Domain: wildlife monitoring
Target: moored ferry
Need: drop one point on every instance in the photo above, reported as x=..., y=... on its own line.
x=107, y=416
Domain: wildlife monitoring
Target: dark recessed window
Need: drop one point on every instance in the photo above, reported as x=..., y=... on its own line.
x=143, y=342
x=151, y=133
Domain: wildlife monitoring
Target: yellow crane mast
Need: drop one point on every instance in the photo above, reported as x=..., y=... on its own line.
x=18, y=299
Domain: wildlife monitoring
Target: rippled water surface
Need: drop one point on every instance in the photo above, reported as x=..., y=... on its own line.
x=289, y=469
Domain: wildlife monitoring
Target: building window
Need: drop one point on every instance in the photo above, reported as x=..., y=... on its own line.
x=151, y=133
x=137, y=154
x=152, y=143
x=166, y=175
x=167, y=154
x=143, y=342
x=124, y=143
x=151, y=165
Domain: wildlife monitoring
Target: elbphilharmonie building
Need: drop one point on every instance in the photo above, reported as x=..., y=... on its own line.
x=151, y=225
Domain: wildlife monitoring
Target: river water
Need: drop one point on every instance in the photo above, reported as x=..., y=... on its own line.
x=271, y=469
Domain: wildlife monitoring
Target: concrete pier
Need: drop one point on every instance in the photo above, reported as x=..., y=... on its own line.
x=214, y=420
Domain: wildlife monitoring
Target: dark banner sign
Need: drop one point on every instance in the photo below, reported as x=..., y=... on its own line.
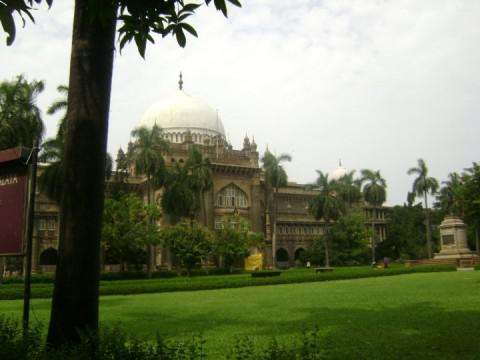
x=13, y=196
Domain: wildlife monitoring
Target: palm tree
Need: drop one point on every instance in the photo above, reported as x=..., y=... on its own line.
x=327, y=205
x=179, y=199
x=375, y=194
x=200, y=171
x=20, y=118
x=149, y=146
x=450, y=198
x=275, y=177
x=471, y=193
x=51, y=178
x=349, y=189
x=422, y=186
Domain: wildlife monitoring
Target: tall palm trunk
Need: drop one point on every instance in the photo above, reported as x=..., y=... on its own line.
x=373, y=238
x=150, y=247
x=326, y=245
x=274, y=233
x=477, y=241
x=427, y=226
x=75, y=295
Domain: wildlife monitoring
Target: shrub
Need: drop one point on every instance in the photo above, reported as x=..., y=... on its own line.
x=266, y=273
x=125, y=287
x=112, y=344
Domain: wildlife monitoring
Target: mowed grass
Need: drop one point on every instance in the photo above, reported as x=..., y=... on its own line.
x=415, y=316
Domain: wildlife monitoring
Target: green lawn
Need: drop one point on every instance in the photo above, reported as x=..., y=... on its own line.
x=12, y=291
x=415, y=316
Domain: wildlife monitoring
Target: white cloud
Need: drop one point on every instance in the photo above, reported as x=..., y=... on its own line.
x=376, y=83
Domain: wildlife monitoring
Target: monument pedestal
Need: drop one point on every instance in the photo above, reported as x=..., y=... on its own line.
x=453, y=237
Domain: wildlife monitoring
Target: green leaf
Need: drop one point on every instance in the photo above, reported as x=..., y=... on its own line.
x=190, y=8
x=181, y=39
x=220, y=5
x=189, y=28
x=141, y=42
x=8, y=25
x=235, y=2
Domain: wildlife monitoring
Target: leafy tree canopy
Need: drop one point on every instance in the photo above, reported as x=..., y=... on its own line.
x=348, y=239
x=234, y=240
x=189, y=242
x=20, y=118
x=139, y=19
x=128, y=226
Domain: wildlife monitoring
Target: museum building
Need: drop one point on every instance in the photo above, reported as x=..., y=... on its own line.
x=238, y=186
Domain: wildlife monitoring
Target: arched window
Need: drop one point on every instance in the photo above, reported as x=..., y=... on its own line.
x=300, y=254
x=231, y=196
x=48, y=257
x=282, y=255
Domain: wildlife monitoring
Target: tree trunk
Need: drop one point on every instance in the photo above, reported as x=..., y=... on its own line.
x=150, y=247
x=428, y=229
x=477, y=241
x=373, y=241
x=327, y=250
x=274, y=232
x=75, y=295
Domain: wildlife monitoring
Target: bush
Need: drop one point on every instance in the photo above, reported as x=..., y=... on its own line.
x=266, y=273
x=114, y=344
x=109, y=344
x=126, y=287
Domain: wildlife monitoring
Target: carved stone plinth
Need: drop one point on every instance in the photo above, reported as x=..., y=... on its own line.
x=453, y=240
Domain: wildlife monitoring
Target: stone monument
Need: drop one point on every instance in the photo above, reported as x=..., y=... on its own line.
x=453, y=240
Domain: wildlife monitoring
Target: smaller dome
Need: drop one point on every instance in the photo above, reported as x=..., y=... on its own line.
x=339, y=172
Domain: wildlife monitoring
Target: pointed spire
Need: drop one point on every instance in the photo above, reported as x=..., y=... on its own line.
x=180, y=81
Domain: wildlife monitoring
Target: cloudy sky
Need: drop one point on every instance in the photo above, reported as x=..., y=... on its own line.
x=377, y=83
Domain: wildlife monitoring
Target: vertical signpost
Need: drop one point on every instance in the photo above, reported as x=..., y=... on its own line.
x=15, y=216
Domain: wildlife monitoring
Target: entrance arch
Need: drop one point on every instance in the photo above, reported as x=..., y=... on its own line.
x=282, y=255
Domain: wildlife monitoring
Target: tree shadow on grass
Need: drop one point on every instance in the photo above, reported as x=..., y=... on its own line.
x=415, y=331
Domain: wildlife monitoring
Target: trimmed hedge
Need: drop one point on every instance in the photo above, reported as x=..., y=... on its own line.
x=126, y=287
x=126, y=275
x=266, y=273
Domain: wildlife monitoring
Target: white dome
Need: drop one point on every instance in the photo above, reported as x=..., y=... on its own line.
x=338, y=173
x=181, y=113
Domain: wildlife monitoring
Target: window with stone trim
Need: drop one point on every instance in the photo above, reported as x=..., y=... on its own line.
x=46, y=223
x=231, y=196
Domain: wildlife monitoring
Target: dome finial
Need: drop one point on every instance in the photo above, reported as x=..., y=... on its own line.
x=180, y=81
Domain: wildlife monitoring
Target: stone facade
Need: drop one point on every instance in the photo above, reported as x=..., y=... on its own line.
x=238, y=188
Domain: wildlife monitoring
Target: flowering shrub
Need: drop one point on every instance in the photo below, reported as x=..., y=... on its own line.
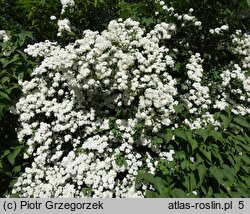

Directive:
Reproduce each of the entries above word for word, omitting the pictures from your answer.

Complete response:
Domain: wildlife monitoring
Target: moored ferry
Need: drop one point on every instance in the photo above, reported as x=..., y=... on its own line.
x=107, y=416
Domain: wildlife monitoring
Target: dark recessed window
Need: drop one point on every instance in the photo above, reported as x=..., y=... on its own line.
x=143, y=342
x=151, y=133
Domain: wildlife monitoring
Target: yellow crane mast
Need: drop one point on every instance in the photo above, reported as x=..., y=... on its own line.
x=18, y=299
Domain: wildlife monitoring
Target: rippled water surface
Need: drop one point on every instance in the photo above, reported as x=..., y=... on its own line.
x=289, y=469
Domain: wildlife monitoring
Target: building window
Need: drop one point on every instance in the photo above, reported as x=..., y=... on its own line.
x=151, y=133
x=137, y=154
x=152, y=143
x=166, y=175
x=167, y=154
x=143, y=342
x=124, y=143
x=151, y=165
Domain: wildlife monitoring
Target: elbphilharmonie building
Need: drop one point on every instance in the photo above, reported as x=..., y=... on its own line.
x=151, y=225
Domain: wildlife monitoring
Target: river water
Need: drop one point on every instance in the photo above, reported as x=..., y=... on its own line.
x=271, y=469
Domain: wildlife monitoring
Target: concrete pier
Need: drop one point on every instance in the photo above, reported as x=..., y=... on its own line.
x=214, y=420
Domain: wildlife monitoring
Target: dark banner sign
Need: drop one point on every instance in the photo below, reported as x=..., y=... on its own line.
x=13, y=196
Domain: wildlife monitoring
Target: palm tree
Need: drop one point on every instance in the photo above, reported as x=..., y=... on its own line.
x=327, y=205
x=179, y=199
x=375, y=194
x=200, y=171
x=20, y=118
x=149, y=146
x=450, y=198
x=275, y=177
x=471, y=193
x=51, y=178
x=349, y=189
x=422, y=186
Domain: wildlife monitoring
Target: tall palm trunk
Need: drop one point on every instance in the photo above, reported as x=..., y=... on its own line.
x=373, y=238
x=150, y=247
x=326, y=245
x=274, y=233
x=477, y=241
x=427, y=226
x=75, y=295
Domain: wildlife monitoring
Target: shrub
Need: drop one point on every instance in the photo above, reported as x=..., y=... on its own line.
x=266, y=273
x=125, y=287
x=112, y=344
Domain: wildlife monitoring
Target: mowed grass
Need: drop one point on every instance in the photo above, reported as x=..., y=... on its own line.
x=415, y=316
Domain: wildlife monitoring
Target: green lawn
Need: drop one point on every instance in the photo above, reported as x=..., y=... on its own line.
x=12, y=291
x=415, y=316
Domain: wildlife monitoring
Target: white cloud
Need: drop one point on every instance in the photo above, reported as x=..., y=... on its own line.
x=376, y=83
Domain: wildlife monitoring
Target: monument pedestal
Need: drop one point on every instance in the photo above, reported as x=..., y=... on its own line.
x=453, y=237
Domain: wildlife monitoring
Target: green leaf
Need: drop one point on every instance in the photo above, reported as x=..., y=... on its own line.
x=190, y=8
x=181, y=39
x=220, y=5
x=189, y=28
x=141, y=42
x=8, y=25
x=235, y=2
Domain: wildlife monitoring
Target: leafy tree canopy
Need: drop one point on every instance in the photo above, reported as x=..., y=... on its own line.
x=348, y=239
x=234, y=240
x=189, y=242
x=20, y=118
x=139, y=19
x=128, y=226
Domain: wildlife monitoring
Target: museum building
Need: drop one point on every instance in the photo above, reported as x=..., y=... on its own line.
x=238, y=186
Domain: wildlife monitoring
Target: arched window
Need: drop one point on every instance in the photo above, reported as x=..., y=... on its own line.
x=300, y=254
x=231, y=196
x=48, y=257
x=282, y=255
Domain: wildlife monitoring
Target: tree trunk
Need: drop one point on every instance in the photo above, reported as x=..., y=... on its own line.
x=150, y=247
x=428, y=229
x=477, y=241
x=373, y=241
x=327, y=250
x=274, y=232
x=75, y=295
Domain: wildlife monitoring
Target: bush
Need: drop one point on every instance in the photo above, reported as x=..., y=... on its own line.
x=266, y=273
x=114, y=344
x=109, y=344
x=126, y=287
Domain: wildlife monitoring
Target: carved stone plinth
Need: drop one point on every instance in the photo above, reported as x=..., y=... on its own line.
x=453, y=240
Domain: wildlife monitoring
Target: stone monument
Need: drop one point on every instance in the photo above, reported as x=..., y=... on its own line.
x=453, y=240
Domain: wildlife monitoring
Target: smaller dome
Need: drop one point on every instance in the photo above, reported as x=..., y=... on its own line.
x=339, y=172
Domain: wildlife monitoring
Target: pointed spire
Need: drop one point on every instance in the photo above, reported as x=..., y=... on its own line.
x=180, y=81
Domain: wildlife monitoring
Target: cloudy sky
Need: drop one point on every instance in the photo above, reported as x=..., y=... on its own line.
x=377, y=83
Domain: wildlife monitoring
Target: vertical signpost
Need: drop one point on every instance in the photo above, reported as x=..., y=... on its own line.
x=15, y=216
Domain: wildlife monitoring
Target: entrance arch
Need: drop one point on every instance in the photo above, reported as x=..., y=... on its own line.
x=282, y=255
Domain: wildlife monitoring
Target: tree shadow on grass
Need: drop one point on every instance in the photo above, reported as x=..., y=... on its own line.
x=415, y=331
Domain: wildlife monitoring
Target: trimmed hedge
Need: drop one point on every instance in the photo above, reported as x=..., y=... on its own line.
x=126, y=287
x=126, y=275
x=266, y=273
Domain: wildlife monitoring
Target: white dome
Need: drop one point on every instance in the photo above, reported as x=..., y=... on its own line.
x=338, y=173
x=181, y=113
Domain: wildlife monitoring
Target: window with stone trim
Need: drop one point on every instance in the photo above, reported as x=..., y=... on its own line.
x=46, y=223
x=231, y=196
Domain: wildlife monitoring
Target: dome finial
Need: drop one point on every instance in the photo above, reported as x=..., y=... on its own line.
x=180, y=81
Domain: wildlife monitoring
Target: stone facade
Need: drop one point on every instance in the photo above, reported as x=..., y=... on its own line.
x=238, y=188
Domain: wildlife monitoring
Target: flowering shrub
Need: drop one point on every instance in the photo below, reported as x=..., y=... on its own line.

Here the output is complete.